Problem description: Reproduce the listing below line for line, with no changes.

Rows:
----

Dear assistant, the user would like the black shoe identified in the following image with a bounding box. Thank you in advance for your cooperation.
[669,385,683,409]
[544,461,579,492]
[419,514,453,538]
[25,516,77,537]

----

Output of the task:
Dear assistant, the user would like the black shoe identified in the following image with a bounding box. Thank you in advance for your cooperation.
[669,385,683,409]
[544,461,579,492]
[419,514,453,538]
[25,516,77,537]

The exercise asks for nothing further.